--- Brief ---
In the forum excerpt on handling stress, rewrite everything from "The rule of" down to "you're providing value.", replacing "rule of thumb" with "guideline".

--- Source extract ---
· · · · ·

Generally the answer is to feel more empowered, by changing the stress
equation: stress = resources vs desires. Get some more resources by talking
more to colleagues that you can work with, find more people / customers that
you can serve (reduces your desires they have lesser needs, which you can meet
now), or just step down your own aims to something more reasonable, maybe it's
not as risky to just ship what you've got.

The rule of thumb I like most is to continuously make sure (every week) that
you're making some achievement that involves interaction with people, as in
you're providing value.

I tried to ask a similar question here a while back but it disappeared
<http://news.ycombinator.com/item?id=2331889>.

------
iworkforthem
I jog more than usual. I break down tasks into even smaller tasks, work on
only a small handful at a time.

Once a task is completed, I do my little celebration 'dance'. This help to
keep me going, and going without burnout + regain any loss momentum.

· · · · ·

--- Source material ---

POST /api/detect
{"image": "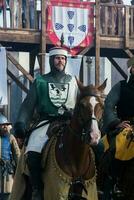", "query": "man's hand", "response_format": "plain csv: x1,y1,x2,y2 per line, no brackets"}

14,122,26,139
116,121,131,128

· · · · ·

--- Exercise output ---
The guideline I like most is to continuously make sure (every week) that
you're making some achievement that involves interaction with people, as in
you're providing value.